▸ What you are asked to do: Could you write out the line containing "det: tractor rear" and all the lines below it in the data, exactly, through the final one and nothing else?

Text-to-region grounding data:

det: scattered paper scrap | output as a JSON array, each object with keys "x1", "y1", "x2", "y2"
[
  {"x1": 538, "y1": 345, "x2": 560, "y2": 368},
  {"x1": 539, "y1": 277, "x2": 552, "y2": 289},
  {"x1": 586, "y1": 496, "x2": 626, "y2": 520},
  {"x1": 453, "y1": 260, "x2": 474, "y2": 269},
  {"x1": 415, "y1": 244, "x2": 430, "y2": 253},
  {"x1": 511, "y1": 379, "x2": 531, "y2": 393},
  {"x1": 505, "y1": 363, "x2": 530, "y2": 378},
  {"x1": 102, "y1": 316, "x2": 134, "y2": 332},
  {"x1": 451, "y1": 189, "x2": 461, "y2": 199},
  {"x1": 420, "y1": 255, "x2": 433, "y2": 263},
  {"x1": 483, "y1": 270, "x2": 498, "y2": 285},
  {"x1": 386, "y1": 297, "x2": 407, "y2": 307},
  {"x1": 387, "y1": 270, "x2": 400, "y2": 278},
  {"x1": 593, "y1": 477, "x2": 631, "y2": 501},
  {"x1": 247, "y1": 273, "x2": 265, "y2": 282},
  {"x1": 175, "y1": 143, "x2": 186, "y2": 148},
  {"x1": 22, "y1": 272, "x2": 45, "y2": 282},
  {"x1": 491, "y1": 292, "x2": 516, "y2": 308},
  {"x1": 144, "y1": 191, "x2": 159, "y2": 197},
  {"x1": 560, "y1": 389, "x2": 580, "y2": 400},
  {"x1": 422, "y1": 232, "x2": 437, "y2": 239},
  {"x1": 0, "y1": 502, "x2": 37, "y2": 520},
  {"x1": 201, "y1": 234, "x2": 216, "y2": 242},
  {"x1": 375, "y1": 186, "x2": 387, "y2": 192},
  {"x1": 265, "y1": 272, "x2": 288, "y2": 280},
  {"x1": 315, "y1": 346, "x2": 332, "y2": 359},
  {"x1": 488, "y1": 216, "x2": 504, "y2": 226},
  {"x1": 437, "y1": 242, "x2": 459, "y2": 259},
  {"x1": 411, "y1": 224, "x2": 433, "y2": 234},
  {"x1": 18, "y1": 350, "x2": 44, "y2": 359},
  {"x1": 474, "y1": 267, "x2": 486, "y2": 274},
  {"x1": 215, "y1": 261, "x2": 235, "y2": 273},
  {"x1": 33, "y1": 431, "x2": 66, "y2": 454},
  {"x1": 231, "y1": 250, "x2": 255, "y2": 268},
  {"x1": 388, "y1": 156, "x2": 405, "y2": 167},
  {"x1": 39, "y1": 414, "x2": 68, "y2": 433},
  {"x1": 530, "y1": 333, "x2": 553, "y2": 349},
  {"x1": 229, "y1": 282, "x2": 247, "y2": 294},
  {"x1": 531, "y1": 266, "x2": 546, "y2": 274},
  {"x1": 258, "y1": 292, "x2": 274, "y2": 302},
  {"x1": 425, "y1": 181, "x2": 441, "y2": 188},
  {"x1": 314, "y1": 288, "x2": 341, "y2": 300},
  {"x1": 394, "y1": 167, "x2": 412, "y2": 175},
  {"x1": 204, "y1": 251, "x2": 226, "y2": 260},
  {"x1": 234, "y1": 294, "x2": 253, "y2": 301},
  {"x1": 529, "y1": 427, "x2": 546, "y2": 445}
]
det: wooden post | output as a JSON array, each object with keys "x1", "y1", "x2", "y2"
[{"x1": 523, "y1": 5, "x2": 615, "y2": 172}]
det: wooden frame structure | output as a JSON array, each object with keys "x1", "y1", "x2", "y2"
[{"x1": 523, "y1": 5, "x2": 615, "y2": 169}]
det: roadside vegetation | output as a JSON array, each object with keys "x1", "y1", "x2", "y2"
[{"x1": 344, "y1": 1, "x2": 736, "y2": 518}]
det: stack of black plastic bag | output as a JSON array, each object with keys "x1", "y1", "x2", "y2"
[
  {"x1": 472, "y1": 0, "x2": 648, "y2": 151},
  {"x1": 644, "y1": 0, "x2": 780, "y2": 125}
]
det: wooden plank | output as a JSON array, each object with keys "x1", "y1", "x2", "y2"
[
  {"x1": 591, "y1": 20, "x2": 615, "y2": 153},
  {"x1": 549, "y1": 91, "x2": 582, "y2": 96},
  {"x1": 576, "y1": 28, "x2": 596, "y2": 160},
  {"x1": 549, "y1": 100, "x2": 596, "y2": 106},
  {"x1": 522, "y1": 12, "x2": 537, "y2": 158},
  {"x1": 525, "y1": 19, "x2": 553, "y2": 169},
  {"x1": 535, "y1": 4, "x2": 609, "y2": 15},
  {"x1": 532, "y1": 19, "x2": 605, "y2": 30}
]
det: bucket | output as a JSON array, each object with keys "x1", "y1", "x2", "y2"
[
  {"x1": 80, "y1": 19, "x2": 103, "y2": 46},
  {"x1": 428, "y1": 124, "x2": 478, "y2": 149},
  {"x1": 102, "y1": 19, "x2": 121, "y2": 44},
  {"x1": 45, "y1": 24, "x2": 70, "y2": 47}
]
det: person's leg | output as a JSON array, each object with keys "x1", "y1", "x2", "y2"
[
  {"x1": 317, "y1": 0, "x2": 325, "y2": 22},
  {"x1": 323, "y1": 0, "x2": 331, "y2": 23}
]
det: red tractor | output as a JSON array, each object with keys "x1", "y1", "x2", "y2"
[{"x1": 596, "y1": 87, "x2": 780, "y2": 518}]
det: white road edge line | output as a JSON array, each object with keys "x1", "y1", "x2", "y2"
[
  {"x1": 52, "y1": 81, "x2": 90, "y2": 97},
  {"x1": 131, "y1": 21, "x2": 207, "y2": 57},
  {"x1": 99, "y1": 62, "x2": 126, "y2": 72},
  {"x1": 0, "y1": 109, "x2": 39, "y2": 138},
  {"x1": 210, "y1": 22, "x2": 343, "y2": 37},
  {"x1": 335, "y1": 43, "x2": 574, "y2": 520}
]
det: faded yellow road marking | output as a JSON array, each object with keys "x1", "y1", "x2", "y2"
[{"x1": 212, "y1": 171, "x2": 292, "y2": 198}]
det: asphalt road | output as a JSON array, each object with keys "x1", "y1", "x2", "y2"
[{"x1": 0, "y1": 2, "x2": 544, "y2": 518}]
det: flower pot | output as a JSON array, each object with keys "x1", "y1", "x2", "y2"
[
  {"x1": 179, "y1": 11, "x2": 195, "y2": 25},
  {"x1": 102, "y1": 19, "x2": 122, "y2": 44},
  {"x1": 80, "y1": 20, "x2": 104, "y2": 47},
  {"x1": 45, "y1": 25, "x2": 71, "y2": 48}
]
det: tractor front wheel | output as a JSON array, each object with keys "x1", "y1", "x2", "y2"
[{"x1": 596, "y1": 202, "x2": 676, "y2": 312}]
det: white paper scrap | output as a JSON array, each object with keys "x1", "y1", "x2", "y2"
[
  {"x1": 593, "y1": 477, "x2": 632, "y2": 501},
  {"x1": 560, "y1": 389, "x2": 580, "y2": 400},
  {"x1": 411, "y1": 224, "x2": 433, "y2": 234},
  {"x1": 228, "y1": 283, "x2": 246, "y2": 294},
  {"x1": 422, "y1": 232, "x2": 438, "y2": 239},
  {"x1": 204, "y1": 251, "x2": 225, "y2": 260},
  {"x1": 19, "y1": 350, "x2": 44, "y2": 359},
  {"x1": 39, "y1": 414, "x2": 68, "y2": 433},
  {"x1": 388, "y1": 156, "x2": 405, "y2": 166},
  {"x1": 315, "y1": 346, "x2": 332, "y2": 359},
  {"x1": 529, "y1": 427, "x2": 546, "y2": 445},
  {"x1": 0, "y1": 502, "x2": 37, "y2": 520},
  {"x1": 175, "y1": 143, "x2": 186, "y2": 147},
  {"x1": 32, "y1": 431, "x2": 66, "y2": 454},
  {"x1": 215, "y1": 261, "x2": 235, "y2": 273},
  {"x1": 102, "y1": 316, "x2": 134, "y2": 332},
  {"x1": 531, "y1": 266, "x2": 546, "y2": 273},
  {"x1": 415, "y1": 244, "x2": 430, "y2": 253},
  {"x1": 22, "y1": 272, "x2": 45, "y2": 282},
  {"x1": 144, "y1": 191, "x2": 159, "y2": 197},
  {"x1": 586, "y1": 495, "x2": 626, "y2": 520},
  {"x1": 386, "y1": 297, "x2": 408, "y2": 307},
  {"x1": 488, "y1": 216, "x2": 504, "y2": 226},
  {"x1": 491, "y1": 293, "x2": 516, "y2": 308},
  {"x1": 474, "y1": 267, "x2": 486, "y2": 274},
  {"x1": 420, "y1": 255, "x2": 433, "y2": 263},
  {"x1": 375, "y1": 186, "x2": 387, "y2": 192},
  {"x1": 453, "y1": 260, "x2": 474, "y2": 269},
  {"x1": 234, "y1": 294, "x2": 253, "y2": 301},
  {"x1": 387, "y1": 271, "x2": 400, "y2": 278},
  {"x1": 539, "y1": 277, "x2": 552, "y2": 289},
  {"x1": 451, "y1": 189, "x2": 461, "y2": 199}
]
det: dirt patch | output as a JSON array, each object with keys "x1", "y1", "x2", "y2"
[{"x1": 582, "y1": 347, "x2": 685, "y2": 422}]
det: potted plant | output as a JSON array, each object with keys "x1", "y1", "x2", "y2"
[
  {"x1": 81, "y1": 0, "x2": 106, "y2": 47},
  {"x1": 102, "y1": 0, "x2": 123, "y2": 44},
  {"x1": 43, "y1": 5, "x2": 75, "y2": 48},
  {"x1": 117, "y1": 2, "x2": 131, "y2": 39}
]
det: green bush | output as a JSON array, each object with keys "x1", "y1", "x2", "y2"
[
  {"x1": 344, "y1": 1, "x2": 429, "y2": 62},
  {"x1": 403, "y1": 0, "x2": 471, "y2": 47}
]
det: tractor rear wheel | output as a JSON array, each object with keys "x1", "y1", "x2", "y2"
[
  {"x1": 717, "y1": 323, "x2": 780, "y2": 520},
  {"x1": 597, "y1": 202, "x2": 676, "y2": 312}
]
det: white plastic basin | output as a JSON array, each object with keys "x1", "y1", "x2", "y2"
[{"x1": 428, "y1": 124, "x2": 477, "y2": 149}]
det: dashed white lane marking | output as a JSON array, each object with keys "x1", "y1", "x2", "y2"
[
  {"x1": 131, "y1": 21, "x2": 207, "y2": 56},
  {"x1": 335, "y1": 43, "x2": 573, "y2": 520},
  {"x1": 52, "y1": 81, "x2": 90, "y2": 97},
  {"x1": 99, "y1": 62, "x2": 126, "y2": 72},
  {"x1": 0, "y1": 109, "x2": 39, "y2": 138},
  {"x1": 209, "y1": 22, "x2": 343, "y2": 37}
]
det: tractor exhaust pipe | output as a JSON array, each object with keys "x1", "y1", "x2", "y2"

▸ Answer for the task:
det: tractor rear wheel | output as a JSON array, each object with keys "x1", "y1", "x2", "y2"
[
  {"x1": 717, "y1": 323, "x2": 780, "y2": 520},
  {"x1": 597, "y1": 202, "x2": 676, "y2": 312}
]
det: white plastic basin | output as a JSON array, each object with keys "x1", "y1", "x2", "y2"
[{"x1": 428, "y1": 124, "x2": 477, "y2": 149}]
det: dashed white lane marking | output as a JSON array, each object with keys "x1", "y1", "x2", "y2"
[
  {"x1": 131, "y1": 21, "x2": 207, "y2": 56},
  {"x1": 335, "y1": 43, "x2": 573, "y2": 520},
  {"x1": 52, "y1": 81, "x2": 90, "y2": 97},
  {"x1": 99, "y1": 62, "x2": 126, "y2": 72},
  {"x1": 0, "y1": 109, "x2": 39, "y2": 138},
  {"x1": 209, "y1": 22, "x2": 343, "y2": 37}
]
det: tractor exhaust pipe | output as a JSON array, each object with keys "x1", "y1", "x2", "y2"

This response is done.